Entries shown:
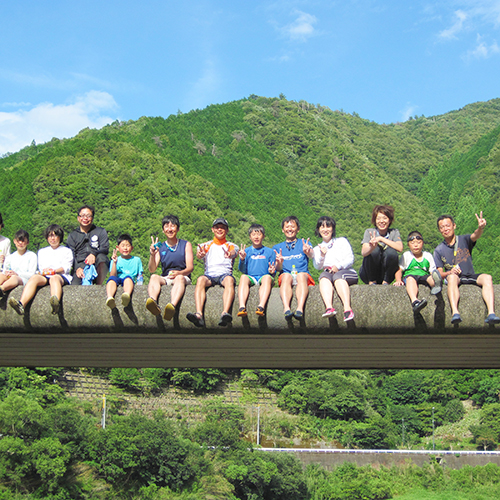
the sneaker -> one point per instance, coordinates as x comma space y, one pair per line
348, 315
54, 303
329, 313
492, 319
196, 319
17, 306
417, 305
438, 286
152, 307
169, 312
225, 319
125, 299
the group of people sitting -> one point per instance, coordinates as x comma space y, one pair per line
87, 248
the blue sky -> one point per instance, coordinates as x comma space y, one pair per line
67, 65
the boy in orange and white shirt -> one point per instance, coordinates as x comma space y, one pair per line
219, 255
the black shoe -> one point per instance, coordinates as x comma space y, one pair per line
417, 305
195, 319
225, 319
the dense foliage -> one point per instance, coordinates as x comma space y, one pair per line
258, 160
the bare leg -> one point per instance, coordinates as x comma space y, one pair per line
200, 293
486, 283
154, 286
326, 290
453, 292
228, 294
342, 288
36, 281
111, 287
56, 283
286, 290
178, 289
11, 282
412, 288
302, 290
265, 290
243, 290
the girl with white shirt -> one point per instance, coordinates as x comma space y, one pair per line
335, 257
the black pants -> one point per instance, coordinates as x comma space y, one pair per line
380, 265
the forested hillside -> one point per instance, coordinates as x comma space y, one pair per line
258, 160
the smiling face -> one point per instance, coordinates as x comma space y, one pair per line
447, 228
53, 240
290, 230
256, 238
21, 245
382, 222
326, 232
416, 245
220, 231
125, 248
170, 230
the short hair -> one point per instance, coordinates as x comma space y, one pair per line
88, 207
124, 237
22, 235
414, 233
387, 210
256, 227
443, 217
173, 219
327, 221
56, 229
290, 218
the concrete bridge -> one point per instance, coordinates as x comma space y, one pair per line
385, 333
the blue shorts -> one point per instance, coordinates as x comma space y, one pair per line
119, 281
217, 280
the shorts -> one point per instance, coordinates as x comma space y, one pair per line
256, 280
48, 276
349, 275
170, 281
310, 281
217, 280
119, 281
421, 280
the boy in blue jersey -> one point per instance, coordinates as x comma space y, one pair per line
293, 256
124, 270
257, 266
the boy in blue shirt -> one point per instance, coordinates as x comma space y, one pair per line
293, 256
257, 266
123, 270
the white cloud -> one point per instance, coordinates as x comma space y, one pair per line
47, 120
482, 50
302, 28
461, 16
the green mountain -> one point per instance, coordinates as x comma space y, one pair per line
259, 160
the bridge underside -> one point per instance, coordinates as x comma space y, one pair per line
240, 350
384, 333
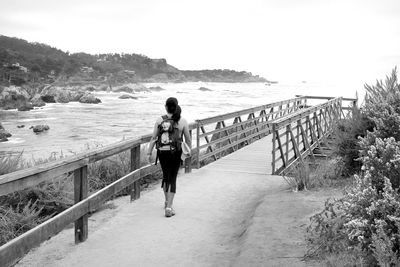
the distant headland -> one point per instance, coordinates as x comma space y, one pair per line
24, 62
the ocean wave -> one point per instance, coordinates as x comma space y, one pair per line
39, 119
13, 140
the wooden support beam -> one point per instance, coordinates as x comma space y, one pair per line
305, 139
295, 146
135, 164
80, 193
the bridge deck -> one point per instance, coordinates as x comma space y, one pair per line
229, 213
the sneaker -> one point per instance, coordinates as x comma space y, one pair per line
169, 212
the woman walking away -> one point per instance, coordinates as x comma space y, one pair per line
167, 136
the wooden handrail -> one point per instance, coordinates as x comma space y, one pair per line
246, 111
304, 112
326, 97
253, 127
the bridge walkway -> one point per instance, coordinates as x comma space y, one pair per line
229, 213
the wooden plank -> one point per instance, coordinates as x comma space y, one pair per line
278, 139
188, 161
201, 157
233, 135
135, 164
198, 145
305, 140
80, 193
273, 148
245, 111
15, 249
16, 181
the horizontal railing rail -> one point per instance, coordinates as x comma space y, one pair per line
297, 135
223, 134
12, 251
246, 126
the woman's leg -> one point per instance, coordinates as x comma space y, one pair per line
164, 162
173, 173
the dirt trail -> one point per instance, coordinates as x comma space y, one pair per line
224, 218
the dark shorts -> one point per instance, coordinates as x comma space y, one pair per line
170, 163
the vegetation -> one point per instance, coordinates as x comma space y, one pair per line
23, 210
48, 64
363, 227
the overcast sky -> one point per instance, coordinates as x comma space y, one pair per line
314, 40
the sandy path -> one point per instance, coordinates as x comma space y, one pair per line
225, 217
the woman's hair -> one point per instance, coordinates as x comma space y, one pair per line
173, 108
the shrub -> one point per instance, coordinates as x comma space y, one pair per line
11, 162
382, 159
364, 222
15, 221
382, 106
346, 142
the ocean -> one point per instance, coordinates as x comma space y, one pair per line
75, 127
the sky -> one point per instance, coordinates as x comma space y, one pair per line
353, 41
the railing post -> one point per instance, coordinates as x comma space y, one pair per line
188, 161
273, 147
198, 144
80, 193
135, 164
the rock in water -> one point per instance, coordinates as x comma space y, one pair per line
13, 97
48, 99
125, 89
89, 99
40, 128
37, 101
4, 134
126, 96
26, 107
156, 88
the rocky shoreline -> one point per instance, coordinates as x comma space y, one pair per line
26, 97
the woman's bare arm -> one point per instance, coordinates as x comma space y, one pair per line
188, 138
153, 139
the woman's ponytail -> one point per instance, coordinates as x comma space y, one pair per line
173, 108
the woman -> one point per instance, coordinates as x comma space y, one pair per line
167, 136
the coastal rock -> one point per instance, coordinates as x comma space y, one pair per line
62, 94
37, 101
204, 89
75, 96
26, 107
131, 88
156, 88
4, 134
40, 128
102, 88
63, 97
126, 96
90, 89
13, 97
48, 99
89, 99
125, 89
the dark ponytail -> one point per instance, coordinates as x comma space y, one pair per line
173, 108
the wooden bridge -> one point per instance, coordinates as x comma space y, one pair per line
290, 131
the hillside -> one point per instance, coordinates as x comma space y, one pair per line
22, 62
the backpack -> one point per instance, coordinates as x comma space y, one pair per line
168, 136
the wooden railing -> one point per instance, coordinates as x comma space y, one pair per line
297, 135
228, 132
12, 251
219, 135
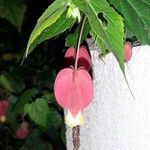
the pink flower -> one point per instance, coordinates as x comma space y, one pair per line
23, 131
73, 90
84, 59
127, 51
4, 104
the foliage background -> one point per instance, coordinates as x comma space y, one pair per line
29, 87
32, 82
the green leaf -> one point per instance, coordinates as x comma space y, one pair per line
48, 18
136, 15
11, 83
72, 39
25, 98
100, 43
38, 112
106, 24
13, 11
6, 83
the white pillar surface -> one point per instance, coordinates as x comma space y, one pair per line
114, 120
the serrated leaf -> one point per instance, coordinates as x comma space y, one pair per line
100, 43
38, 112
58, 27
13, 11
72, 39
112, 32
6, 83
24, 98
49, 17
136, 14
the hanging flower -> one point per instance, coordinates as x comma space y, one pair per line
73, 90
127, 51
84, 59
4, 104
23, 130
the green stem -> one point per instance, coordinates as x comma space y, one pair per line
79, 43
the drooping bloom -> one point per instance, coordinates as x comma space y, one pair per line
4, 104
73, 90
127, 51
84, 59
23, 130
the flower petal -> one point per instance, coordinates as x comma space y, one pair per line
72, 121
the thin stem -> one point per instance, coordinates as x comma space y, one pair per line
79, 43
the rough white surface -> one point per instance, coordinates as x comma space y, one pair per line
114, 120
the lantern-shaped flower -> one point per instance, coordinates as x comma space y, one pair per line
4, 104
73, 91
127, 51
84, 59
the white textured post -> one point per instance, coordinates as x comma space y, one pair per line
114, 120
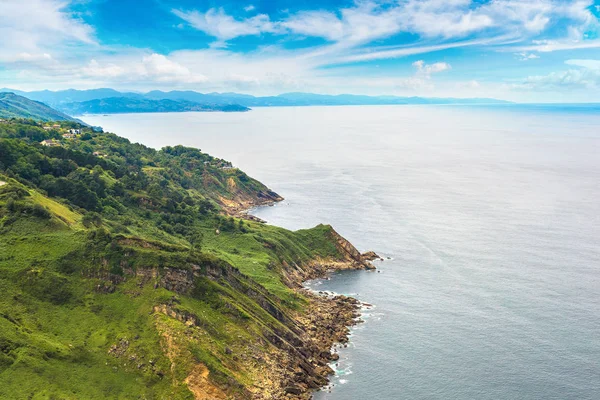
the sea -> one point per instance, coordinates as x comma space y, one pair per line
487, 219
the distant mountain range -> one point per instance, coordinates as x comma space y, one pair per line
116, 105
15, 106
86, 101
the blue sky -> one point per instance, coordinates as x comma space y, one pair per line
523, 50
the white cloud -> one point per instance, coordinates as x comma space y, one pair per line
524, 56
370, 20
587, 76
34, 26
589, 64
428, 69
94, 69
216, 23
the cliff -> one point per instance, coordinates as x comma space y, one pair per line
125, 274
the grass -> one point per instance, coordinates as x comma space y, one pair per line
58, 209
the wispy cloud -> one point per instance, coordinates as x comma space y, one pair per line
586, 76
34, 29
216, 23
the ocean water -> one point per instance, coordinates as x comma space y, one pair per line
490, 218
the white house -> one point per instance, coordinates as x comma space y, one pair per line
49, 143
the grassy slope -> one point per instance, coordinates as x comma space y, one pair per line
14, 106
67, 299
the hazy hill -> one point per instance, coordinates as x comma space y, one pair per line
114, 105
64, 98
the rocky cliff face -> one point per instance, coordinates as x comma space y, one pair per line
290, 357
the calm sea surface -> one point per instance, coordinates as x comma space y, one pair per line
491, 218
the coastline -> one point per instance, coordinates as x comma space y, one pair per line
326, 321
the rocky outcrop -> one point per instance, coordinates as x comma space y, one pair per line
350, 253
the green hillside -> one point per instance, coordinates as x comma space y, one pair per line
113, 105
124, 275
14, 106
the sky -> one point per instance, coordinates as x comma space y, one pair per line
519, 50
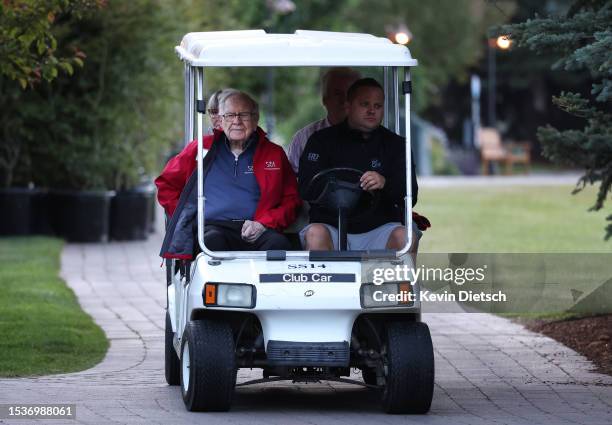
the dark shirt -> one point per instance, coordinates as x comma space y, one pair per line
341, 146
230, 187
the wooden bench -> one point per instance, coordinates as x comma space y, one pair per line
493, 150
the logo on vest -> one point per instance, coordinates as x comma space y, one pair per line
271, 166
314, 157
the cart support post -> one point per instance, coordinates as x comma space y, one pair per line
408, 199
386, 90
396, 99
200, 157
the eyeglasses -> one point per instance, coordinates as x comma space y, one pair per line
244, 116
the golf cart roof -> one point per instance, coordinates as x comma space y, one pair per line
303, 48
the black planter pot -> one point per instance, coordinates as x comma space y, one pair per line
39, 213
80, 216
15, 206
130, 215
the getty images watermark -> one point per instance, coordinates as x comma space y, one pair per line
448, 275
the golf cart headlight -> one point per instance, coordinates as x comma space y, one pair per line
386, 295
229, 295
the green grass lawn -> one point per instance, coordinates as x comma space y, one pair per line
512, 219
42, 327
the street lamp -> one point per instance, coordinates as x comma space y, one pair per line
503, 42
399, 33
275, 8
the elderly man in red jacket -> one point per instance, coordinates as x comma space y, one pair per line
250, 188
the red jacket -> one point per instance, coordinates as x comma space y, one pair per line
279, 201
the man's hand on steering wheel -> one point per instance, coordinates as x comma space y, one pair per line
371, 180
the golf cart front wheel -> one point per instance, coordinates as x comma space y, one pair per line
409, 368
208, 366
171, 359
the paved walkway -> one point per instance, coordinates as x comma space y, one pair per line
488, 370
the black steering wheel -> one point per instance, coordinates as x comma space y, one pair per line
338, 188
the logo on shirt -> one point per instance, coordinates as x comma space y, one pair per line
271, 165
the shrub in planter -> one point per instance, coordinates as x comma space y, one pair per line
15, 211
130, 214
80, 216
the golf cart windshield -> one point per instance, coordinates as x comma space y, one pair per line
256, 48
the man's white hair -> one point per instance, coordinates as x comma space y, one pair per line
213, 101
223, 98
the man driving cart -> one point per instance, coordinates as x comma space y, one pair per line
360, 142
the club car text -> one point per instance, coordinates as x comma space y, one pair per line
307, 277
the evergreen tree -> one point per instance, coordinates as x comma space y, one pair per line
582, 40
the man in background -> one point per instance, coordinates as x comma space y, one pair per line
334, 85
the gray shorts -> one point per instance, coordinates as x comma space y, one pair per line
374, 239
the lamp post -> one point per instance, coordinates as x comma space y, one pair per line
275, 8
502, 42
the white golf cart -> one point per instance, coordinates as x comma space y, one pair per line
297, 315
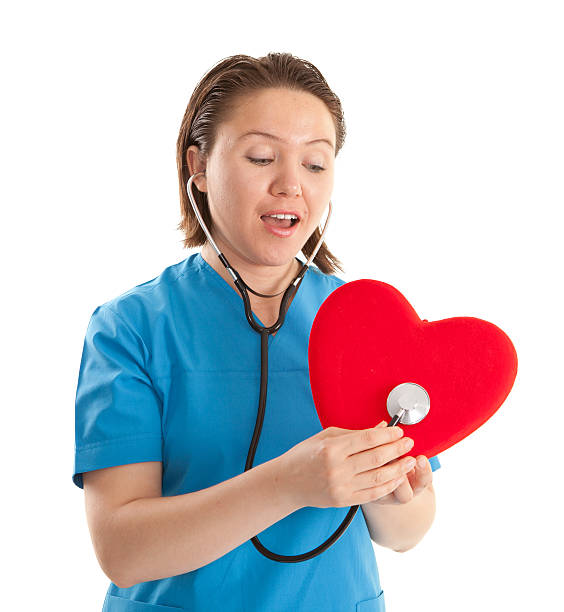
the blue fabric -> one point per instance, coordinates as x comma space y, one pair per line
170, 372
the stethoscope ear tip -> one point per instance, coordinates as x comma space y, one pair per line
409, 399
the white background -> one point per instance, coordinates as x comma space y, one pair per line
449, 187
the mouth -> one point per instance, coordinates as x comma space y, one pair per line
281, 224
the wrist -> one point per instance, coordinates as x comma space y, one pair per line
282, 485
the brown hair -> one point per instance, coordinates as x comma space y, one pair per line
211, 103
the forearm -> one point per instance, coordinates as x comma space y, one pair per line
401, 526
159, 537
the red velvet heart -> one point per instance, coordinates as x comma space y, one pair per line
366, 339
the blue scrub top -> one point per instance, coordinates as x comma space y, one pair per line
170, 372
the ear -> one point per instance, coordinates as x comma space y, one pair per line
197, 163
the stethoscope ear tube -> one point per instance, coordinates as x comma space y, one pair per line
264, 333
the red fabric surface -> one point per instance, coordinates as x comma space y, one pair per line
367, 338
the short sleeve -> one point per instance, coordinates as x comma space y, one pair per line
117, 411
435, 463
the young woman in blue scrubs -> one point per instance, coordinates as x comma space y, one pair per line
168, 386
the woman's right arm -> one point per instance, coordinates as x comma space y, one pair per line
138, 535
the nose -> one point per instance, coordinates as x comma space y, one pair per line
287, 183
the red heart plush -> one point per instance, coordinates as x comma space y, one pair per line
366, 339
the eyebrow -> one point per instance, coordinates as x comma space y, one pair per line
273, 137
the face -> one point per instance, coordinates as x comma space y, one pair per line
249, 176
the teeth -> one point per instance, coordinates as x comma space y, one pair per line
281, 216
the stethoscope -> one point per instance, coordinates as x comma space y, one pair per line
408, 402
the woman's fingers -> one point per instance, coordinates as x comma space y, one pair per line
422, 475
380, 456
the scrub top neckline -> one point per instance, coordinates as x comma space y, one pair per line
234, 293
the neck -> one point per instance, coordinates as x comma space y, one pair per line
261, 278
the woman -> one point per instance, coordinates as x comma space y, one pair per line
168, 386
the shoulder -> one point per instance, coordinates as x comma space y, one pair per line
138, 306
328, 281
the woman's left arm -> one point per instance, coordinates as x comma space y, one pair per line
400, 519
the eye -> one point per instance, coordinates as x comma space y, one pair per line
257, 161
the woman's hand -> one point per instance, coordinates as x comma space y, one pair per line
345, 467
415, 481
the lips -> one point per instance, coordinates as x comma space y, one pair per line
279, 227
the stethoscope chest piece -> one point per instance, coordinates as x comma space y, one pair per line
408, 403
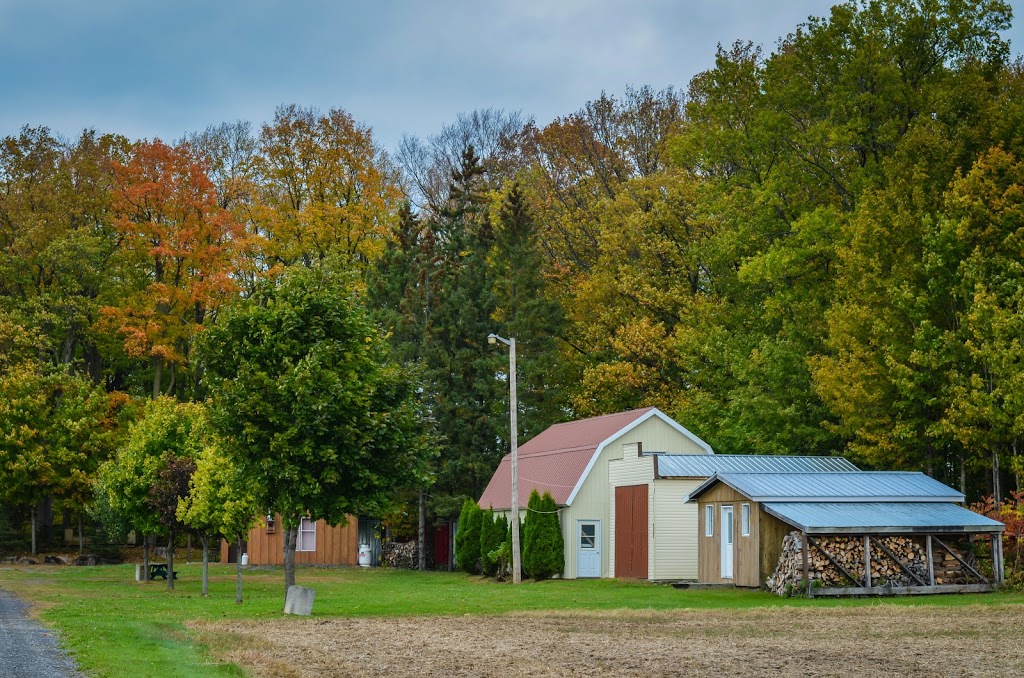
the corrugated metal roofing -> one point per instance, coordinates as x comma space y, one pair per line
555, 459
701, 466
859, 486
881, 517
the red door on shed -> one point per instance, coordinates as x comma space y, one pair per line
631, 532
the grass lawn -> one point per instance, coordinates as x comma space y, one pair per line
115, 626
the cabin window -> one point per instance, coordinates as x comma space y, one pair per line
307, 536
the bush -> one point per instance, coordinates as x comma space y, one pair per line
543, 549
467, 540
492, 538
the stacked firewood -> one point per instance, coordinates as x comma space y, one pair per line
399, 555
848, 553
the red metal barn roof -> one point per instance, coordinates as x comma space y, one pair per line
555, 459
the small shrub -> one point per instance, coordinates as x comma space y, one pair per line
467, 540
543, 549
492, 538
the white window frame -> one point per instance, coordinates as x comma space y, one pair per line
307, 527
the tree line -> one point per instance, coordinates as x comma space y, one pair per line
813, 250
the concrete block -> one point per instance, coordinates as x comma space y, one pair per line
299, 600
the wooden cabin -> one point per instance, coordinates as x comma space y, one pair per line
621, 482
842, 534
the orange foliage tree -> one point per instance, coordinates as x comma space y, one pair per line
175, 258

To do: Reproduce word for word the lines running from the line with "the eye -> one" through the end of the data, both included, and nothing else; leave out the pictures.

Result:
the eye -> one point per instance, coordinates as x comma space y, one pair per line
257, 161
the woman's hand -> one point per instance, coordinates as x comma space y, one pair per line
345, 467
415, 481
the lips -> one point per instance, coordinates as x comma space y, one pair per line
279, 227
the stethoscope chest piece -> one point per instance, coordinates as x comma space y, one pair per line
408, 403
the corrugated metal roofing -> one point per instance, coordinates as x comma space y, one pair per line
555, 459
701, 466
859, 486
881, 517
the red door on shed -> one point per instance, coordinates as x comma space y, one pair per line
631, 532
the grass lawn -> one point per instance, coordinates as x comma space y, one pair per line
115, 626
the cabin window -> one point per instance, coordinates as x comma space y, one pair per line
307, 536
the bush -> one point per instance, coordinates as x comma space y, one pair per line
543, 549
467, 540
492, 538
the stacked firewood -> one point per instance, coordinates as x comma space y, one pair per line
399, 555
848, 553
the red metal barn roof -> one point per instance, coordinates as x comma space y, one pair per line
555, 459
the small shrub -> one point per instance, coordinates as x comma space y, one pair per line
467, 540
543, 549
492, 538
the white window frame -> one point per instance, coordinates as x comma space y, one pair per line
307, 527
the tree line -> one point per instance, coordinates as x comma space y, one pair per line
813, 250
the concrete block -> one point per instance, coordinates as x comma space y, one pair per line
299, 600
the wooden cabin -> one point per instance, coordinates as x comma space y, one pair per line
621, 482
842, 534
the orange foliage tree -> one point per instance, coordinates as x comma space y, one pair per line
175, 258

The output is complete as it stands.